§ **Given passage**
══════════
Bernard,

What do you mean by "assert a text box of 200 words"? Can you elaborate? 
Thanks.

Quan

On Monday, March 10, 2014 11:06:18 AM UTC-5, Bernard Polarski wrote:
>
>
> Since I have the source, I will recompile it this evening at home and will 
> let you know.
> I takes an average of 30 min to assert a text box of 200 words using 
> JtessBoxEditor. 
> This is a real issue.
>  
> Le lundi 10 mars 2014 13:31:39 UTC+1, zdenop a écrit :
>
>> I did not run QBE on windows for a long time. 
>> Try this (QBE+depends)[1] - I run it on win7 pro 64bit (even app&libs are 
>> 32bit, build with mingw 4.8, leptonica 1.70 a tesseract 3.03rc1) 
>>
>> [1] http://www.sk-spell.sk.cx/tmp/qtb-1.11.1.ZIP
>>
>> Zdenko
>>
>>
>> On Mon, Mar 10, 2014 at 7:21 AM, Bernard Polarski <[email protected]>wrote:
>>
>>> I downloaded QBE and the additionals liraries, but it does not start on 
>>> my Windows Seven. Just get the message that the application ceased to 
>>> function and windows has to close it. 
>>>
>>>
>>> Le dimanche 9 mars 2014 21:19:23 UTC+1, zdenop a écrit : 
>>>>
>>>>  If I understood you correctly - You would like to have something like 
>>>> this: 
>>>>
>>>>  tesseract lm-110.jpg lm-110 -l fra makebox
>>>>
>>>>
>>>> that creates box file and then some tool that will replace symbol(text) 
>>>> part of box file with content of e.g. lm-110.txt (certified text)? I did 
>>>> this with QBE[1]. But there are some (QBE) limitations:
>>>>  
>>>>    - there must be one symbol per box  
>>>>    - number of boxes must be the same as count of symbols in your text 
>>>>    file (without spaces)
══════════
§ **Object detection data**
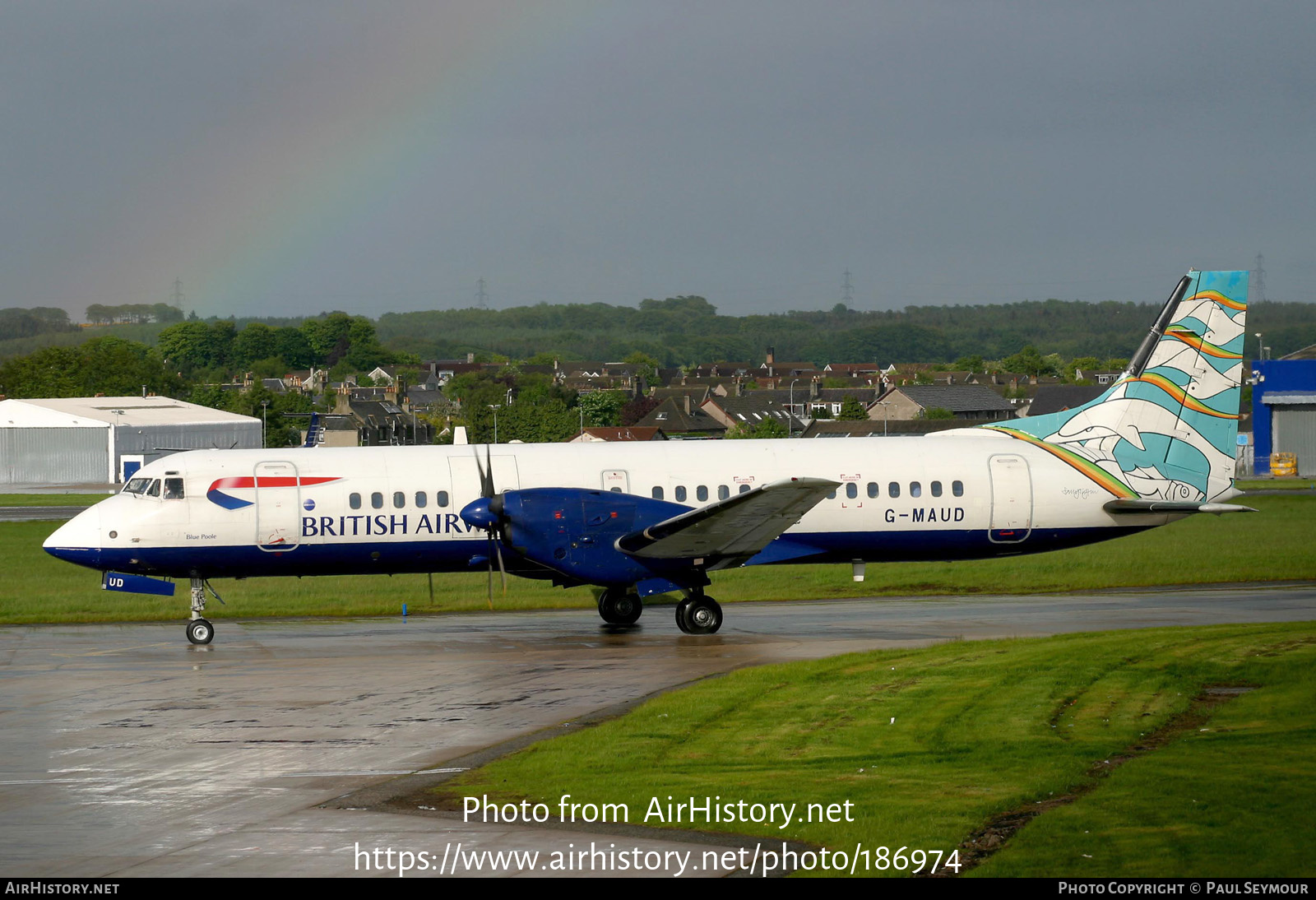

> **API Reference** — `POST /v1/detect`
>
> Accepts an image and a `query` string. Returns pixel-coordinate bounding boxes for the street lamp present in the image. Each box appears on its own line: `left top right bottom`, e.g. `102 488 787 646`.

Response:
785 378 800 437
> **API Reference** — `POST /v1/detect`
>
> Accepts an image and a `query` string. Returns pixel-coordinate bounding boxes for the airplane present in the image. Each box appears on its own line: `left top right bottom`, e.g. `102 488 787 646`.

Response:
44 271 1252 643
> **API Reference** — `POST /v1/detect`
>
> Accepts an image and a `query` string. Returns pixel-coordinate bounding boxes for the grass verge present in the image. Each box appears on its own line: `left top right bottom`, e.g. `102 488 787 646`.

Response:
0 494 109 507
0 496 1316 624
434 623 1316 878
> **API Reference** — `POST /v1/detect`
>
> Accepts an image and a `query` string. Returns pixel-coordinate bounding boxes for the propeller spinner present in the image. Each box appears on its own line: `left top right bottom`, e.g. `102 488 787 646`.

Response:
459 445 507 610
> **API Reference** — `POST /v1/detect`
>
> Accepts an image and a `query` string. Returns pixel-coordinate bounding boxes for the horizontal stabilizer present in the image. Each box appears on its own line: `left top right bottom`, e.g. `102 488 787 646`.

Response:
617 478 840 559
1101 500 1257 516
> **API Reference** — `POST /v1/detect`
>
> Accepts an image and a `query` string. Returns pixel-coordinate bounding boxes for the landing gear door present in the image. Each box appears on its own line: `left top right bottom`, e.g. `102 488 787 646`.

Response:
255 462 301 553
987 455 1033 544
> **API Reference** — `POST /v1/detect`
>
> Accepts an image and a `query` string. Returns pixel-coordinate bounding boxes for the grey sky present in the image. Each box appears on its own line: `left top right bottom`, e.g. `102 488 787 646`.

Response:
0 0 1316 317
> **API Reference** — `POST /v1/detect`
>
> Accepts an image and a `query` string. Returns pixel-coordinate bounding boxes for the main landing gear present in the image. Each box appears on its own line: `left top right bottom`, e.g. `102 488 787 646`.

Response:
187 578 214 643
676 591 722 634
599 587 645 625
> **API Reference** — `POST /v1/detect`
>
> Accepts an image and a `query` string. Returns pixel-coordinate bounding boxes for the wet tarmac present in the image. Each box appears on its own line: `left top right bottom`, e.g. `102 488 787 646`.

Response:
0 507 87 522
0 586 1316 878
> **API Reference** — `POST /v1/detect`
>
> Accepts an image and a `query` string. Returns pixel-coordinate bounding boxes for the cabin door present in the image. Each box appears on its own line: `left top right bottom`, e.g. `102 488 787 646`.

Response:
987 455 1033 544
255 462 301 553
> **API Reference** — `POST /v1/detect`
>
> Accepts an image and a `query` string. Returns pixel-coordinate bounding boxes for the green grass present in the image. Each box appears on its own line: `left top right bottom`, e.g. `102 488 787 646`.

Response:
0 496 1316 624
0 494 109 507
444 623 1316 876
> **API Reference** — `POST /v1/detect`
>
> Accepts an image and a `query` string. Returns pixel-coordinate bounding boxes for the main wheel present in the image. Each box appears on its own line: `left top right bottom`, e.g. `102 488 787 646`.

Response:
676 597 693 634
599 588 645 625
683 597 722 634
612 592 645 625
187 619 215 643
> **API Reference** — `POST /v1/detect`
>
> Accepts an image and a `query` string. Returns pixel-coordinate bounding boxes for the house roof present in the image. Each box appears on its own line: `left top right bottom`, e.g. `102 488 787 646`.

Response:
636 397 726 437
1281 343 1316 360
571 425 667 442
702 391 804 430
1028 384 1110 415
892 384 1015 413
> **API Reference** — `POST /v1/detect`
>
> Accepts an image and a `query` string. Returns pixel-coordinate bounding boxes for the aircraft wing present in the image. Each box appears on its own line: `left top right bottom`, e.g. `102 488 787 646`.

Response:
617 478 840 559
1101 500 1257 516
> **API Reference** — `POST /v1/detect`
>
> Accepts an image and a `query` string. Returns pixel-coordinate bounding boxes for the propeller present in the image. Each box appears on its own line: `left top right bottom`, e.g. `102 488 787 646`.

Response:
461 443 507 610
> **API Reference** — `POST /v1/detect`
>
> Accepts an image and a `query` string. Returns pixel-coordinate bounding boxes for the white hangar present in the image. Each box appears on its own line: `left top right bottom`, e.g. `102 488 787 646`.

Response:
0 397 262 485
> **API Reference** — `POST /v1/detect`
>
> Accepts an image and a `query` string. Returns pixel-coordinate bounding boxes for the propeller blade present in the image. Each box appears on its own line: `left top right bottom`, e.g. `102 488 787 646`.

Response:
489 540 507 597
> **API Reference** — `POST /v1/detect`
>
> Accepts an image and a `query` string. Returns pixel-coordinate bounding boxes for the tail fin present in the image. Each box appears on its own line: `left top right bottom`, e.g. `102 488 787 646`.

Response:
996 271 1248 503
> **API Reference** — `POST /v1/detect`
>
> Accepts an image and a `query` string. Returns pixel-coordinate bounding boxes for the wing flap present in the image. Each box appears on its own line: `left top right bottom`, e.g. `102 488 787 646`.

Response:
617 478 840 559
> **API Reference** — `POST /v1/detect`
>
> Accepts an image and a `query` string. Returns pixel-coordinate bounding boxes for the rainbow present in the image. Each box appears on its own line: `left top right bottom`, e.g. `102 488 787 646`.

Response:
1124 373 1239 419
1165 325 1242 360
1189 290 1248 310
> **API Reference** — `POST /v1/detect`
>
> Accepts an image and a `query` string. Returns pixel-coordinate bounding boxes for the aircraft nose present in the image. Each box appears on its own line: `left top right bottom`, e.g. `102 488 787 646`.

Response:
41 507 103 568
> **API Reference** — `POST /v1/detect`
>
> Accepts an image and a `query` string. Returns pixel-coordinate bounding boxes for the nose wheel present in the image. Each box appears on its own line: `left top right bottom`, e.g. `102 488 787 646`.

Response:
599 588 645 625
187 619 215 643
187 578 224 643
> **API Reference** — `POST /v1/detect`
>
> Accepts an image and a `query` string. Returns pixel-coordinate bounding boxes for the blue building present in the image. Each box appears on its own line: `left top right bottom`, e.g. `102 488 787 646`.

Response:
1252 345 1316 478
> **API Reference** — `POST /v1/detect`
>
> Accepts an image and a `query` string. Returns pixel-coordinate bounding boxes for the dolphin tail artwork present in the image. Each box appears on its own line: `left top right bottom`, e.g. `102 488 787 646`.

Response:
985 271 1248 513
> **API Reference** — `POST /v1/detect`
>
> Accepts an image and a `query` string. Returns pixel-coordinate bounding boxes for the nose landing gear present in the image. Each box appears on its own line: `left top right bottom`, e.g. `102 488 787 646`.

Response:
599 587 645 625
187 578 224 643
676 591 722 634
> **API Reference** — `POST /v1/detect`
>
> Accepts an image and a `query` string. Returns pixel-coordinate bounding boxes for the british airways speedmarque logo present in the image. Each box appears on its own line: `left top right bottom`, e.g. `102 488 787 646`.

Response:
206 475 340 509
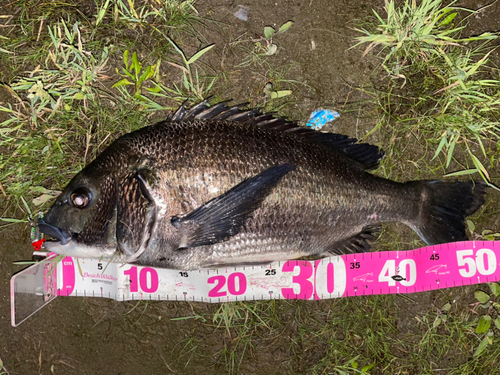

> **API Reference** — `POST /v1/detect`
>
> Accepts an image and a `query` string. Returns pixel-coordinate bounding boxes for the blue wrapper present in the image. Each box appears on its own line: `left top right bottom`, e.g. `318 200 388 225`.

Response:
306 108 340 129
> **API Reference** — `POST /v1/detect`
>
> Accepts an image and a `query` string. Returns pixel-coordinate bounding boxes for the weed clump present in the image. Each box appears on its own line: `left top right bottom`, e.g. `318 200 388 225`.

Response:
356 0 500 186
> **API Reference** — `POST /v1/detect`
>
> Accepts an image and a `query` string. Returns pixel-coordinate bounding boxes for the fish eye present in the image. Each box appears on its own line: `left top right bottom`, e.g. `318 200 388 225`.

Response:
71 188 92 208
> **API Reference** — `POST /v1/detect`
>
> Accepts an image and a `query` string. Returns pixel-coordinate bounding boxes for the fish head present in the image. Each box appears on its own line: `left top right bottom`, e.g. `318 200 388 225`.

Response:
38 169 117 260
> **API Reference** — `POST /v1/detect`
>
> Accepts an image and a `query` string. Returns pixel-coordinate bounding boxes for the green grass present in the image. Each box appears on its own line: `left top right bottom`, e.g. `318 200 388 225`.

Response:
356 0 500 187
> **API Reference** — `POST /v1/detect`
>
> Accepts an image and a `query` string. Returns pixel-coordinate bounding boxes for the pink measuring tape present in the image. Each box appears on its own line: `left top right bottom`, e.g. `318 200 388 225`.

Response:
11 241 500 325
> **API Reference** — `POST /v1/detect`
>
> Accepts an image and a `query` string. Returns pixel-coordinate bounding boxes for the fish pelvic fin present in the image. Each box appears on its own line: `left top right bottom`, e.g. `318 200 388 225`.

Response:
327 226 380 255
171 163 296 249
409 180 487 245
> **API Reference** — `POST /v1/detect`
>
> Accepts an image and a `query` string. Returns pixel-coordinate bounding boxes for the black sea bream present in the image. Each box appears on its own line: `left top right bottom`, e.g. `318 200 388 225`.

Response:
39 102 486 270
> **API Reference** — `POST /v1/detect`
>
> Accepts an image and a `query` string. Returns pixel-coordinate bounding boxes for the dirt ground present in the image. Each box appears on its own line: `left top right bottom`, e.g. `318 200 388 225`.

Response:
0 0 500 375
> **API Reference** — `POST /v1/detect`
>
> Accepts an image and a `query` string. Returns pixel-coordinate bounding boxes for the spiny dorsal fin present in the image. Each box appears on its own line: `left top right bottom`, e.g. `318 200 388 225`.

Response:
167 99 384 170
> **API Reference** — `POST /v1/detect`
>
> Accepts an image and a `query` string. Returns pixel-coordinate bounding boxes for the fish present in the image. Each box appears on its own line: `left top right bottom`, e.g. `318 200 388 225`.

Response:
38 100 487 270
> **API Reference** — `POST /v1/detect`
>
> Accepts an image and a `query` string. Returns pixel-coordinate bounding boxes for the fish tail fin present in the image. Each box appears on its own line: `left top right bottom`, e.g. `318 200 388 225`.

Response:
411 180 487 245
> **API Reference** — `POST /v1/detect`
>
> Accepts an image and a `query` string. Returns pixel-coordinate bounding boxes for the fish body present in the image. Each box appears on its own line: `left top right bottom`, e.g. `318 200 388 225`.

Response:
39 102 485 270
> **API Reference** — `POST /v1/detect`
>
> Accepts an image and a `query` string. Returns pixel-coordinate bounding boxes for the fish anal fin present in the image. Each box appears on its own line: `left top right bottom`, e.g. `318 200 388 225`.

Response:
327 226 380 255
172 164 295 249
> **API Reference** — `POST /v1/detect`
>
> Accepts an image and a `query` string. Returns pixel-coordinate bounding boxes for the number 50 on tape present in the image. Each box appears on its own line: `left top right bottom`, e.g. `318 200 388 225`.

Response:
11 241 500 325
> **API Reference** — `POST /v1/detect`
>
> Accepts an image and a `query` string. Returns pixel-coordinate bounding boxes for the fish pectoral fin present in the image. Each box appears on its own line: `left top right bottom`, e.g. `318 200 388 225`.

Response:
116 173 158 262
171 163 296 249
326 226 380 255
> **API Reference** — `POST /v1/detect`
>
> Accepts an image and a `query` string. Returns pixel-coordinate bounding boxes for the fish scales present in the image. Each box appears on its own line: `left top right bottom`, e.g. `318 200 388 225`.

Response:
40 103 485 270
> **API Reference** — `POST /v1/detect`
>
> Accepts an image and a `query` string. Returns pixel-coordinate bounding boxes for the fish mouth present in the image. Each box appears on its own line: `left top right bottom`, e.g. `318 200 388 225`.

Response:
38 219 72 245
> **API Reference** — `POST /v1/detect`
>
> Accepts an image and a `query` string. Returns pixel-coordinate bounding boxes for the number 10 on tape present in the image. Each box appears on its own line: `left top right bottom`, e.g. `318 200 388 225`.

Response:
51 241 500 302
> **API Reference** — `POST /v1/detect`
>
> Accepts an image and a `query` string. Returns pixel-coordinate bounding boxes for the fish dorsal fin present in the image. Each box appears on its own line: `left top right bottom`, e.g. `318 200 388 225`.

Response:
167 99 384 170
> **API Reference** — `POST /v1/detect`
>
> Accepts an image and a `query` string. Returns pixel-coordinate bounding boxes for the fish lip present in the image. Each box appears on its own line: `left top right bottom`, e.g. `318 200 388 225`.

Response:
38 219 72 245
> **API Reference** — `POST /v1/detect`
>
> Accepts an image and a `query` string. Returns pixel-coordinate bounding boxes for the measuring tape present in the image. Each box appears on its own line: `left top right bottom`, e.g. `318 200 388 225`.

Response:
11 241 500 325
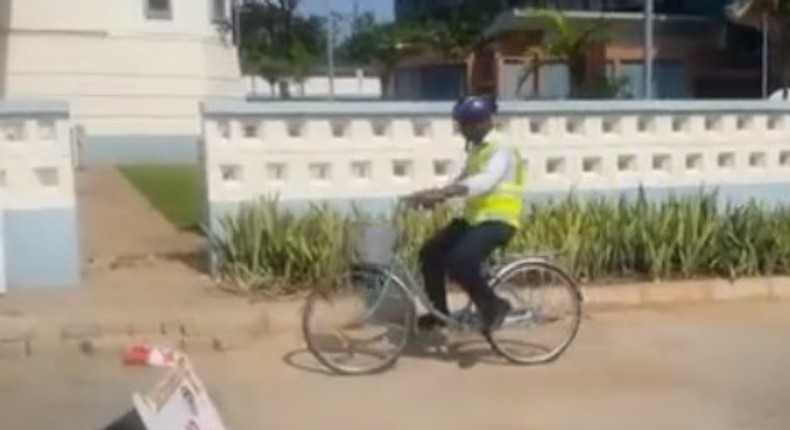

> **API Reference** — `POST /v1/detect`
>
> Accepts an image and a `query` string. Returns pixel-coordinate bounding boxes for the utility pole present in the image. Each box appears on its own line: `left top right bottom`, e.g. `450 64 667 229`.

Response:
644 0 655 99
762 11 770 99
326 0 335 100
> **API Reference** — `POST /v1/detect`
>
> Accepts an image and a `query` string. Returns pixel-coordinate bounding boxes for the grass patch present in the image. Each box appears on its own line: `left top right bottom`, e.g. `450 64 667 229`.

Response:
119 165 203 231
211 190 790 293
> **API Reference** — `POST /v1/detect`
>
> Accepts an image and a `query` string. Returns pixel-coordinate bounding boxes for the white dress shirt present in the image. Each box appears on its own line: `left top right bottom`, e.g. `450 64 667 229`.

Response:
457 130 517 196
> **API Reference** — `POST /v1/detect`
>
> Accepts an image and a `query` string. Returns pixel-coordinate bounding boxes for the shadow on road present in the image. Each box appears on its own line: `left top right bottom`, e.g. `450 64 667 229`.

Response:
282 332 544 376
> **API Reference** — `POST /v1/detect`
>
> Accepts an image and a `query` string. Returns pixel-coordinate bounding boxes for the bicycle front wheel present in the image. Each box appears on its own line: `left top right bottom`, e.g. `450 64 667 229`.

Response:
489 260 582 364
302 267 415 375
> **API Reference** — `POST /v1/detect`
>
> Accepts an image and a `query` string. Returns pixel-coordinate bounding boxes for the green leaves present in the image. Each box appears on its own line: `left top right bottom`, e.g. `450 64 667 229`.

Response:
212 190 790 294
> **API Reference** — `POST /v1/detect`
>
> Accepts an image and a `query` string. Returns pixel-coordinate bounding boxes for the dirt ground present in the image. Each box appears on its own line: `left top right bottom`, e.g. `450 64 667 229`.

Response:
77 167 202 266
0 302 790 430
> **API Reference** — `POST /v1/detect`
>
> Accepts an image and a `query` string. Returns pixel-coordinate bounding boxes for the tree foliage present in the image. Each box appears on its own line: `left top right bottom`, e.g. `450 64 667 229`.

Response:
518 9 624 97
239 0 327 94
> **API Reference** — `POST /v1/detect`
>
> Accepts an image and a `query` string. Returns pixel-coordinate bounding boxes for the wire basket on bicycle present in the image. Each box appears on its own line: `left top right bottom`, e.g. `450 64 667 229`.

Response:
350 221 400 266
══════════
§ **Exercise set**
1) From the forum thread, list each component and its version number given for the build that runs on win7 pro 64bit.
2) Answer these questions from the forum thread:
(a) On average, how long does it take to assert a text box of 200 words using JtessBoxEditor?
(b) What message appears when QBE fails to start on Windows Seven?
(c) Which language is passed with the -l option in the tesseract command?
3) Please retype the part of the forum thread starting with "What do you" and going on through "let you know.".
The items above are separate material and are not part of the forum thread.

§ **Answers**
1)
mingw 4.8
leptonica 1.70
tesseract 3.03rc1

2)
(a) 30 minutes.
(b) The message says that the application ceased to function and Windows has to close it.
(c) fra.

3)
What do you mean by "assert a text box of 200 words"? Can you elaborate? 
Thanks.

Quan

On Monday, March 10, 2014 11:06:18 AM UTC-5, Bernard Polarski wrote:
>
>
> Since I have the source, I will recompile it this evening at home and will 
> let you know.